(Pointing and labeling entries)

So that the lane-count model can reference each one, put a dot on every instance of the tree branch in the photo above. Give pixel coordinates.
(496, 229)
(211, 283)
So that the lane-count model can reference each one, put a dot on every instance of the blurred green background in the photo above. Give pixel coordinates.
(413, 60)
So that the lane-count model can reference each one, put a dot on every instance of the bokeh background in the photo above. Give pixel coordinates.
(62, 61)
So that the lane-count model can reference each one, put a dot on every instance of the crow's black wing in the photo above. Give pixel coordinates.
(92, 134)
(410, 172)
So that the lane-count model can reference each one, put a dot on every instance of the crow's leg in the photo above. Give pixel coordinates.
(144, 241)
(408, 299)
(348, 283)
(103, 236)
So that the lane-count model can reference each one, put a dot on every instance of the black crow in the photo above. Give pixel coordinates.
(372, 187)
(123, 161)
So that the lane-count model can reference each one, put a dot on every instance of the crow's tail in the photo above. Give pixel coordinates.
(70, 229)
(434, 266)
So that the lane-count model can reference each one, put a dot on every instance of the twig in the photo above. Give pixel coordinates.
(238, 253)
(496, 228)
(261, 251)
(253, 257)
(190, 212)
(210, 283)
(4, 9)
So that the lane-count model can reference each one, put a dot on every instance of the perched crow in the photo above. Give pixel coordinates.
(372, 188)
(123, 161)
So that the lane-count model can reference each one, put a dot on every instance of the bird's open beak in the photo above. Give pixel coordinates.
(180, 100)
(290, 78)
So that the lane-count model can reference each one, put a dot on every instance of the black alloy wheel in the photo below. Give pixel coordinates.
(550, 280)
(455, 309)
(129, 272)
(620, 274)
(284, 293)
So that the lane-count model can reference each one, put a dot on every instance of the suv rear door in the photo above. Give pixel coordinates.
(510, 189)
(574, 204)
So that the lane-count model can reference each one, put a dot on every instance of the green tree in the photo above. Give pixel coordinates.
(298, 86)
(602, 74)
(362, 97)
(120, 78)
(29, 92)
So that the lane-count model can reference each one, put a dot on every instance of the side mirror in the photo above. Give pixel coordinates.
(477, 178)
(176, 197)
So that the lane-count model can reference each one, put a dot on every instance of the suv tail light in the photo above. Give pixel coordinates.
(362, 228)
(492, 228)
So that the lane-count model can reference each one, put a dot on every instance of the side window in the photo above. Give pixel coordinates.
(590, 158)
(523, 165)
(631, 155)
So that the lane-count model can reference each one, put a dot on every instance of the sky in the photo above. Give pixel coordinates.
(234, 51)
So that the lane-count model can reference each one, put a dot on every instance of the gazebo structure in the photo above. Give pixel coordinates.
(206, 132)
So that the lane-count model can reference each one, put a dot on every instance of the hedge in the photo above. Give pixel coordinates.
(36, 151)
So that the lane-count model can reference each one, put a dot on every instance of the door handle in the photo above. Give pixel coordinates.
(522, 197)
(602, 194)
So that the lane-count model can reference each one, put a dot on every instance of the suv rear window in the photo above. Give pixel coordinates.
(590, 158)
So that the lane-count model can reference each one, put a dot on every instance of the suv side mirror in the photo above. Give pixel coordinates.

> [STATED TASK] Your task is to quote all of the data word for word.

> [CORRECT RESPONSE]
So that the lane-count model can reference each one, put a dot on every instance of the tree branch in the photo above. Give pixel coordinates.
(496, 229)
(211, 283)
So that the lane-count model can reference each one, put a dot on every instance of the blurred green background in the photo above. Give pixel coordinates.
(413, 60)
So that the lane-count model can reference each one, put a dot on every instance of the bokeh background in the photo above. Give pixel coordinates.
(62, 61)
So that the lane-count model can reference each one, put a dot on every instance of the crow's black wing in the photo above. Give pixel coordinates.
(92, 134)
(410, 172)
So that the lane-count model can reference each one, put a dot on every instance of the crow's leg in the photo above. Give pixel coordinates.
(144, 241)
(408, 299)
(348, 283)
(103, 236)
So that the lane-count model can reference each one, put a dot on every instance of the black crow in the photo above. Give pixel coordinates.
(372, 187)
(123, 161)
So that the lane-count model can reference each one, put a dot on every instance of the crow's tail in the photo above. Give pixel coordinates.
(70, 229)
(434, 266)
So that the lane-count model can reference each one, put a dot on every instance of the twig in the photo above. Give pixel coordinates.
(238, 253)
(496, 228)
(261, 251)
(253, 257)
(190, 212)
(210, 283)
(4, 9)
So that the lane-count model can reference each one, put a dot on every instance of the perched crow in the photo above. Give pixel coordinates.
(372, 188)
(123, 161)
So that the lane-count model can reference each one, put a dot on every instance of the bird's open beak in the photo above. Give pixel coordinates.
(180, 100)
(290, 78)
So that the lane-count model can reference each one, put a dot on every instance of the black alloy wheel in the photo below. Give pixel coordinates.
(550, 280)
(455, 309)
(129, 272)
(620, 274)
(284, 293)
So that the lane-count model can reference each one, put a dot on every instance of the suv rear door in the photo above. Give pixel coordinates.
(510, 189)
(574, 204)
So that the lane-count model can reference each one, put a dot on every instance of the green tree in the photo above. Give pixel coordinates.
(298, 86)
(602, 74)
(362, 97)
(120, 78)
(29, 92)
So that the lane-count model can reference each one, put a dot on every instance of the side mirror in the photo above. Give pixel coordinates.
(477, 178)
(176, 197)
So that the lane-count model can reference each one, put a dot on every instance of the suv tail light in the photo above. Give pixel coordinates.
(362, 228)
(492, 228)
So that the lane-count model can reference each one, put a dot on every instance of the side window in the photo above. Give pixel coordinates.
(590, 158)
(523, 165)
(631, 155)
So that the lane-count model can reference each one, put a dot on every instance of the sky in the photo above. Give pixel coordinates.
(234, 51)
So that the lane-count model can reference each one, put a dot on every instance of the gazebo structure in the photo above. Give pixel coordinates.
(206, 132)
So that the lane-count model can reference each one, put a dot on every instance of the hedge in the photo above. Give pixel coordinates.
(36, 151)
So that the lane-count model can reference each one, put a dot on every instance of the door handle in the photo above. Give pixel coordinates.
(522, 197)
(602, 194)
So that the lane-count model can reference each one, put a dot on every instance of the suv rear window in the photo above. Give pixel coordinates.
(590, 158)
So that the lane-count model can reference each one, put a dot on every instance of the suv side mirror in the photo above. Give pixel coordinates.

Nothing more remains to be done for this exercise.